** start Selected passage **

Homespun Tapes Runs with Music Giants

HAPPY and Jane Traum know that their business, Homespun Tapes, has grown since last year. How much it has grown, they are not quite sure.

``We're just going over our annual statement now,'' says Jane Traum who, with her husband Harold (known as Happy), founded the business, producing music instruction audio and video tapes, 26 years ago. ``I would suspect it has grown about 10 percent. But we do things in a very organic way. We grow as we go. We take it carefully and slowly.''

Growing as they go is a theme that runs through the Traums' enterprise. Homespun Tapes, based in Woodstock, N.Y., began when Happy, a professional musician who wrote books on guitar playing, received letters from people who wanted to learn to play but could not read music.

In 1967 he began making audio tapes of himself playing the guitar and selling them through classified ads.

``The response [to the tapes] was good,'' Happy says. ``I did other tape series and then began enlisting the help of professional musicians who were friends of mine.''

Musicians started to send the Traums tapes and letters in the mail with ideas for lessons. ``Big-name performers will often come to us,'' Happy says. ``Many jazz and traditional performers will do it [perform on tape] because it documents their achievements.'' Performers earn up to 10 percent on the sales, which can be a ``considerable'' royalty, he adds.

By 1983 the Traums realized that video tapes ``were the coming thing.'' They say they knew of no one else who was doing what they did and they learned by experimentation. Video now makes up 80 percent of Homespun Tapes sales, with only two or three new audio titles each year.

** end Selected passage **
** start Listed entries **

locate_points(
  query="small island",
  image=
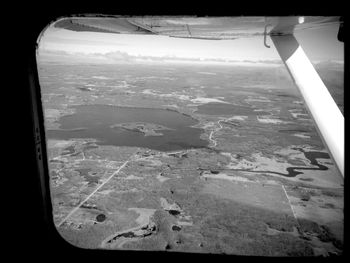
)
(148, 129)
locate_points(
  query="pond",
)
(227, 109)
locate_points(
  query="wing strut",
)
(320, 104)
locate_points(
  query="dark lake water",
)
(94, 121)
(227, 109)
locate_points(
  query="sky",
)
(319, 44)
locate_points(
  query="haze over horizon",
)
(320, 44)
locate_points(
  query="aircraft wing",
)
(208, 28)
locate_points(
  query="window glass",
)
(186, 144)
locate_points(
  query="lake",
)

** end Listed entries **
** start Listed entries **

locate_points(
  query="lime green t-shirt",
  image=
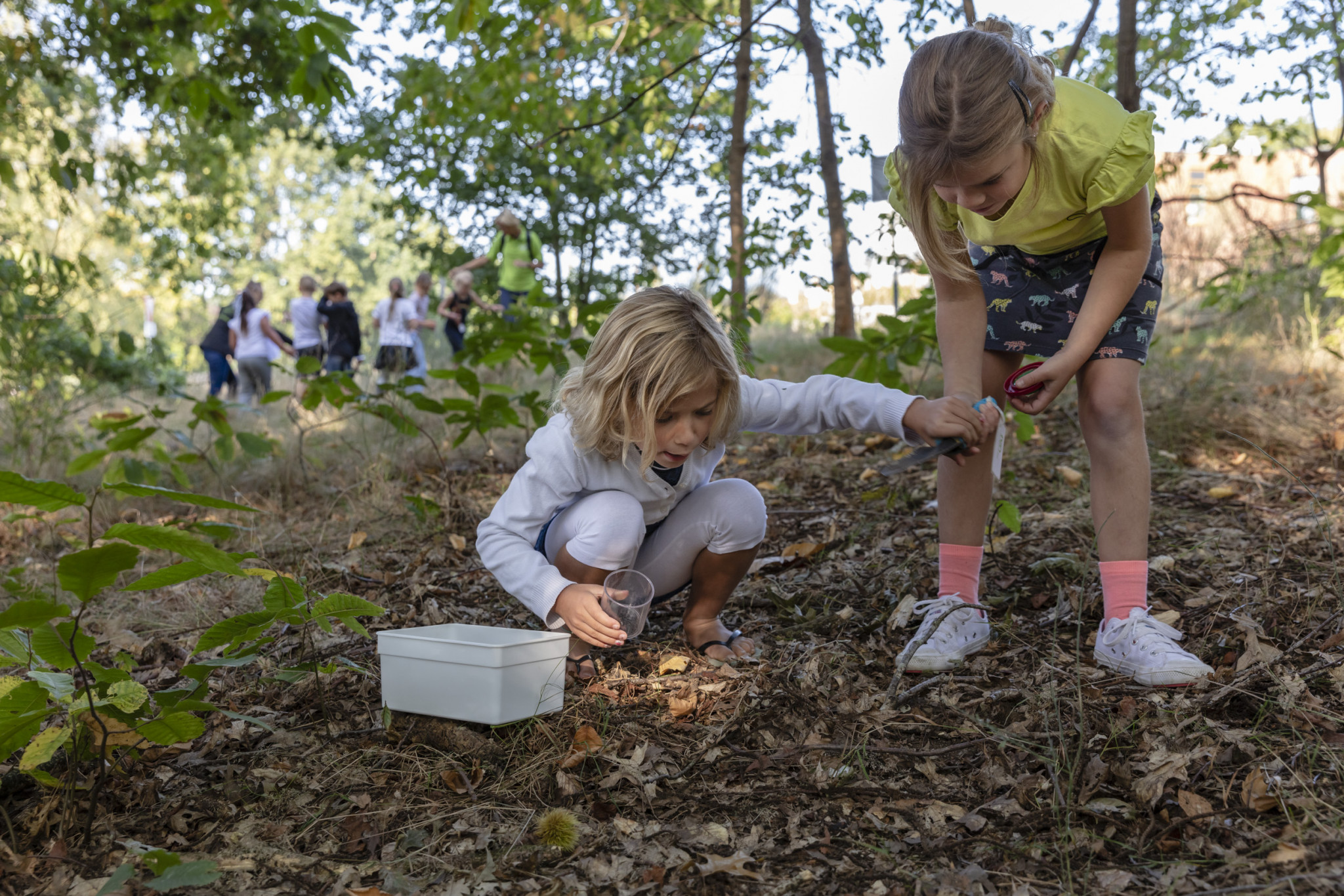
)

** end Listed entries **
** start Listed entries **

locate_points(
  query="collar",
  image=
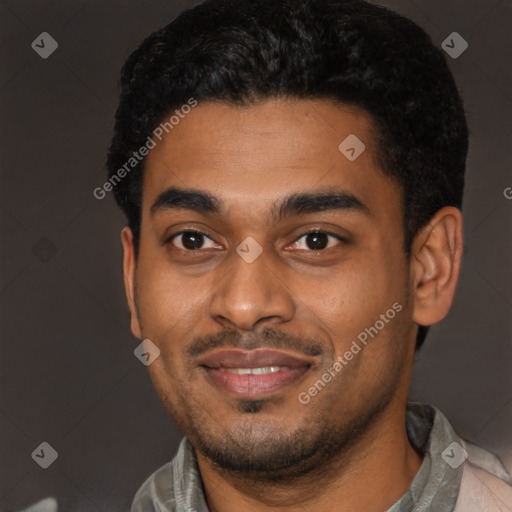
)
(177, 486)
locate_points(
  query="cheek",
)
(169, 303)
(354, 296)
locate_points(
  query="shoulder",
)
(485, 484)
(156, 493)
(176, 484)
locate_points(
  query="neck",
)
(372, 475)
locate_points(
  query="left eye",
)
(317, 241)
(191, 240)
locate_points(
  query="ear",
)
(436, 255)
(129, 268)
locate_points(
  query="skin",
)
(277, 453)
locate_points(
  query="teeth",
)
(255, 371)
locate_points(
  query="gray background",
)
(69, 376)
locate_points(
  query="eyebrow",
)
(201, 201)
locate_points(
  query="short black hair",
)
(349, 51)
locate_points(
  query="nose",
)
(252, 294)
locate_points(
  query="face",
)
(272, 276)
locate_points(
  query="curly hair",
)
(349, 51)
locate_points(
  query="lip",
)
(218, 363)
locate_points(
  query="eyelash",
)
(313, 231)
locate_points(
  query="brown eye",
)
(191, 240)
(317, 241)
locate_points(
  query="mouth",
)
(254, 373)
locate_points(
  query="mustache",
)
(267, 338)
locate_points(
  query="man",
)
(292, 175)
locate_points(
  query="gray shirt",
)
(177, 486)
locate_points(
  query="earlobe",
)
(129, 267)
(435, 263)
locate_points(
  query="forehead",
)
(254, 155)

** end Listed entries **

The exercise.
According to the article on Homespun Tapes, what share of the company's sales now comes from video?

Finished exercise.
80 percent